PROBLEMS |
A: Rewrite the lost letter post from "photo 1I found" down to "comfort, but truth.", replacing "letter" with "note".
B: For each statement below, answer yes or no to whether the lost letter post supports it, and quote the words that decide it. (i) The letter was written in February. (ii) After finding the letter, the writer mailed it to the friend. (iii) The verse quoted in the letter came from the writer's Lenten devotional.

READING PASSAGE |
Tag Archives: letters

Lost Letter

photo 1I found it a few days ago, tucked into a book as an impromptu marker. I’d used one of my favorite notecards and I remember writing the letter in February, sitting in the little white chair in my bedroom.

I’d meant to send it, like any letter, but somehow it’s been hidden for the past five months.

I toyed with sending it now, but my curiosity got the better of me. I tore it open, read the words I’d meant for a friend. A time capsule, this letter that was never meant for my June-self, contained not only comfort, but truth.

I had no idea the difficult conversations I’d be having over the next few weeks, nor the “change” (really, changes) I felt coming. All I knew was what I read, what I felt, and how beautifully scripture pairs with Mary Oliver in a handwritten letter.

“For I am the Lord your God,
who stirs up the sea so that its waves roar –
The Lord of hosts is his name.
I have put my words in your mouth,
and hidden you in the shadow of my hand.”
-Isaiah 51:16

Dear K,

This was part of my Lenten devotional – good ol’ Henri Nouwen! – and it struck me for a few reasons. The biggest one, though, is that God’s words fill our mouths – God fills our mouths with his words. There is so much power in that but the number of times I do not feel God’s words coming out of my mouth would seem to disprove this fact. So in those moments when we are most afraid, most vulnerable, most ready to throw our hands up and despair, that is when the power of God’s Word (God’s words) can lift us out of ourselves.

But hand-in-hand with this power is God’s protection. I think it was this combination of truths that brought this verse so deeply into my heart. Because as little as I feel God’s strength and power within me, I would say I feel his protection even less. Sometimes I feel I march through the gates of whatever “righteous” battle I’m waging at the time, but despite God’s power, I am left unprotected, easily hurt, and most often very confused.

I think perhaps there is a little bit of your New York in that: full of strength in the beginning, a sense of extreme vulnerability, and a feeling of no protection afterwards.

INFORMATION SHOWN |
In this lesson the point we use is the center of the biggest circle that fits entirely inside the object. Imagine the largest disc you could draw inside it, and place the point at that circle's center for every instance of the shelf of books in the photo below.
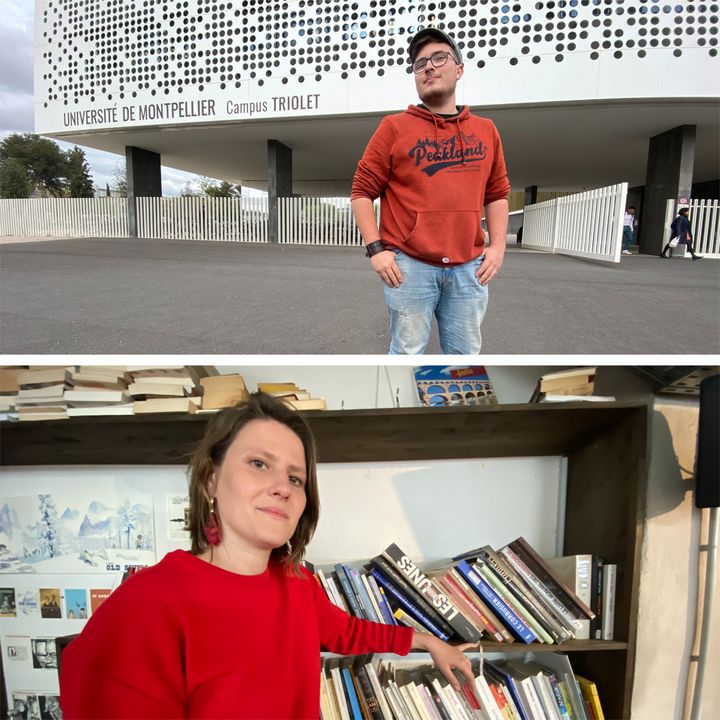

ANSWERS BY TASK |
A:
photo 1I found it a few days ago, tucked into a book as an impromptu marker. I’d used one of my favorite notecards and I remember writing the note in February, sitting in the little white chair in my bedroom.

I’d meant to send it, like any note, but somehow it’s been hidden for the past five months.

I toyed with sending it now, but my curiosity got the better of me. I tore it open, read the words I’d meant for a friend. A time capsule, this note that was never meant for my June-self, contained not only comfort, but truth.

B:
(i) Yes: "I remember writing the letter in February"
(ii) No: "I tore it open"
(iii) Yes: "This was part of my Lenten devotional"